*** Block opens ***

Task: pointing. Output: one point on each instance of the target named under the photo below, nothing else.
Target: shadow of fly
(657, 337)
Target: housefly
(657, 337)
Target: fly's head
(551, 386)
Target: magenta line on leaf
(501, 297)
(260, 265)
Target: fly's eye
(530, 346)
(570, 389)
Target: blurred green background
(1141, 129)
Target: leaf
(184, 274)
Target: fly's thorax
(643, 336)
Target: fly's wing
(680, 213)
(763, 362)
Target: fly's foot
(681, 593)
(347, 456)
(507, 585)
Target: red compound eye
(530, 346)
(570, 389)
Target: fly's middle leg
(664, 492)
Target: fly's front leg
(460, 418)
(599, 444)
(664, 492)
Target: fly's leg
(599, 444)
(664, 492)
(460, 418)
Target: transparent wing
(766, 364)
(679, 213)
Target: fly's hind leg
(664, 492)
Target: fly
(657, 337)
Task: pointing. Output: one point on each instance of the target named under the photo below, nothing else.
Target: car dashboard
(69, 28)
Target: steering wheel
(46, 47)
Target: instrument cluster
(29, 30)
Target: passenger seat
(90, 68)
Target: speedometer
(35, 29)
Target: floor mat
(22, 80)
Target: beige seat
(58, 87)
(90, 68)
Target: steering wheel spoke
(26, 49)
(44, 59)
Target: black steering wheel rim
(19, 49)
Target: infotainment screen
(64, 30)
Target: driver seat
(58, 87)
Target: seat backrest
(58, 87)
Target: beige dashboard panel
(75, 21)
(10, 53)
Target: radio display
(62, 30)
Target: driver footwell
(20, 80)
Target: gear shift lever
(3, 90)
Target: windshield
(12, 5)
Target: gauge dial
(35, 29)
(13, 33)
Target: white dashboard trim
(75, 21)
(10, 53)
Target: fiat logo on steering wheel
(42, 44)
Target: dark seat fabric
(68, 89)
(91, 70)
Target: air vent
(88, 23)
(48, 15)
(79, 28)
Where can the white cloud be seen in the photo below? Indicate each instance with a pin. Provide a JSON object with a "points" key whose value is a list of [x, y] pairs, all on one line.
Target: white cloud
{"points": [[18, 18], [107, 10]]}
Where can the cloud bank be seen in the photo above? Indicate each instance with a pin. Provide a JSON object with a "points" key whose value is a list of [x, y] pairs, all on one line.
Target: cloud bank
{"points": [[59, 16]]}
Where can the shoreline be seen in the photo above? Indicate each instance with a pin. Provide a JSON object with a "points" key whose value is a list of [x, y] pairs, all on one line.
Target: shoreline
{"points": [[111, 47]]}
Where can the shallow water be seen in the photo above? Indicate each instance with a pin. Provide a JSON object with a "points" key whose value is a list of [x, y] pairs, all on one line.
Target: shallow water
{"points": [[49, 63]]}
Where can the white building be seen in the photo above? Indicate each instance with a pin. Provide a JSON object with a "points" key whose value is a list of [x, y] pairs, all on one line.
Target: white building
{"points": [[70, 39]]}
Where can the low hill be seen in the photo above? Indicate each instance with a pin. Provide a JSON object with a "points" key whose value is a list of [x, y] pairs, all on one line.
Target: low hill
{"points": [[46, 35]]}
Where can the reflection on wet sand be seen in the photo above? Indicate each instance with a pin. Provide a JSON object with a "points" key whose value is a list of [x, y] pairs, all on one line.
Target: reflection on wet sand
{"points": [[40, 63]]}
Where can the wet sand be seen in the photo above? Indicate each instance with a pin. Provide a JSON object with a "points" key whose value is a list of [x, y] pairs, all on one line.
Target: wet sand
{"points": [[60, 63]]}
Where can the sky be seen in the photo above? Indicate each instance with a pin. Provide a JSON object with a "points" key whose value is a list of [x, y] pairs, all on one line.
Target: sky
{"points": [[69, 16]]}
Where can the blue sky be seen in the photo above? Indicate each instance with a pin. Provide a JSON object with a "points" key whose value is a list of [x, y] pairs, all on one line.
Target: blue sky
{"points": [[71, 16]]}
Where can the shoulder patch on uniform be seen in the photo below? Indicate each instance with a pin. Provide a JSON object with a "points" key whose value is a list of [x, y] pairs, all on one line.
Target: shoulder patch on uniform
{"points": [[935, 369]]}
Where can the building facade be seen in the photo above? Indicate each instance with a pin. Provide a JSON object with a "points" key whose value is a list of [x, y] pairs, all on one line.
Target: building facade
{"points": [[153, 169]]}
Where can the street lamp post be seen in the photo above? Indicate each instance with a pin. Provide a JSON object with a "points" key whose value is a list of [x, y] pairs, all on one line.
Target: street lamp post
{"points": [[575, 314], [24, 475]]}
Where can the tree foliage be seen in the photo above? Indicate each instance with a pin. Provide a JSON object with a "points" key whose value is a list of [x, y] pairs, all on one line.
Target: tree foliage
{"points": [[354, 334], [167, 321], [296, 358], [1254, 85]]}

*** Block closes ***

== ASSIGNED TASK ==
Write all the entries out again exactly as they are.

== EXERCISE ANSWER ==
Task: pointing. Output: one point on each instance of the target named under the photo below, nothing else.
Target: shadow of fly
(657, 337)
Target: housefly
(657, 337)
Target: fly's head
(551, 386)
Target: magenta line on leaf
(501, 297)
(260, 265)
Target: fly's eye
(530, 346)
(570, 389)
Target: blurred green background
(1141, 129)
Target: leaf
(184, 274)
Target: fly's thorax
(643, 336)
Target: fly's wing
(680, 213)
(763, 362)
Target: fly's foot
(681, 593)
(347, 456)
(507, 585)
Target: red compound eye
(530, 346)
(570, 389)
Target: fly's middle leg
(664, 492)
Target: fly's front leg
(460, 418)
(599, 444)
(664, 492)
Target: fly's leg
(599, 444)
(664, 492)
(460, 418)
Target: transparent wing
(766, 364)
(679, 213)
Target: fly's hind leg
(664, 492)
Target: fly
(657, 337)
Task: pointing. Output: one point on each instance of the target named under the photo below, nothing else.
Target: car dashboard
(69, 28)
Target: steering wheel
(46, 47)
Target: instrument cluster
(29, 30)
Target: passenger seat
(90, 68)
Target: speedometer
(35, 29)
Target: floor mat
(22, 80)
Target: beige seat
(58, 87)
(90, 68)
Target: steering wheel spoke
(26, 49)
(44, 59)
Target: black steering wheel rim
(19, 49)
Target: infotainment screen
(64, 30)
Target: driver seat
(58, 87)
Target: seat backrest
(58, 87)
Target: beige dashboard panel
(75, 21)
(10, 53)
Target: radio display
(62, 30)
Target: driver footwell
(20, 80)
Target: gear shift lever
(3, 90)
Target: windshield
(12, 5)
Target: gauge dial
(35, 29)
(13, 33)
Target: white dashboard trim
(75, 21)
(10, 53)
Target: fiat logo on steering wheel
(42, 44)
Target: dark seat fabric
(68, 89)
(91, 70)
Target: air vent
(88, 23)
(48, 15)
(79, 28)
Where can the white cloud be seen in the photo below? Indicate each instance with a pin. Provide a JSON object with a "points" key whose value is a list of [x, y] pairs, all on one line.
Target: white cloud
{"points": [[18, 18], [107, 10]]}
Where can the cloud bank be seen in the photo above? Indicate each instance with a pin. Provide a JSON object with a "points" key whose value is a list of [x, y] pairs, all on one line.
Target: cloud bank
{"points": [[59, 16]]}
Where can the shoreline be seen in the photo above? Indicate each instance with a pin. Provide a JSON object with a "points" key whose value is a list of [x, y] pairs, all on one line.
Target: shoreline
{"points": [[111, 47]]}
Where can the shallow water be seen in the photo above? Indicate each instance with a pin. Provide a JSON object with a "points" key whose value is a list of [x, y] pairs, all on one line.
Target: shallow water
{"points": [[49, 63]]}
Where can the white building be seen in the photo above? Indicate each instance with a pin. Provide a JSON object with a "points" key whose value is a list of [x, y] pairs, all on one line.
Target: white building
{"points": [[70, 39]]}
Where can the low hill be seen in the photo above? Indicate each instance with a pin. Provide a JSON object with a "points" key whose value is a list of [x, y] pairs, all on one line.
Target: low hill
{"points": [[46, 35]]}
Where can the reflection on wet sand be seen in the photo above? Indicate each instance with a pin. Provide a JSON object with a "points" key whose value is a list of [x, y] pairs, all on one line.
Target: reflection on wet sand
{"points": [[40, 63]]}
Where can the wet sand be seen in the photo above? Indicate each instance with a pin. Provide a JSON object with a "points" key whose value is a list of [x, y] pairs, all on one line.
Target: wet sand
{"points": [[60, 63]]}
Where can the sky be seen in the photo above? Indicate each instance with a pin. Provide a JSON object with a "points" key whose value is a list of [x, y] pairs, all on one line.
Target: sky
{"points": [[69, 16]]}
Where can the blue sky be seen in the photo above? Indicate each instance with a pin. Provide a JSON object with a "points" key whose value is a list of [x, y] pairs, all on one line.
Target: blue sky
{"points": [[71, 16]]}
Where can the shoulder patch on uniform be seen in the photo below? Indicate each instance with a pin. Provide a JSON object with a "points" key whose value is a list of [x, y] pairs, all on one line.
Target: shoulder patch on uniform
{"points": [[935, 369]]}
Where can the building facade be seen in the photo above? Indicate each instance with a pin. Provide a JSON object with a "points" key whose value is a list of [x, y] pairs, all on one line.
Target: building facade
{"points": [[153, 169]]}
Where can the street lamp post be seen in the photo above? Indicate each instance with a pin. Provide a JSON object with a "points" key whose value is a list of [x, y] pairs, all on one line.
Target: street lamp post
{"points": [[575, 314], [24, 475]]}
Where can the tree foliage be seen in the photo above? Indicate each instance with a pin. Provide a JSON object with a "points" key whose value is a list of [x, y] pairs, all on one line.
Target: tree foliage
{"points": [[354, 334], [167, 321], [296, 358], [1254, 85]]}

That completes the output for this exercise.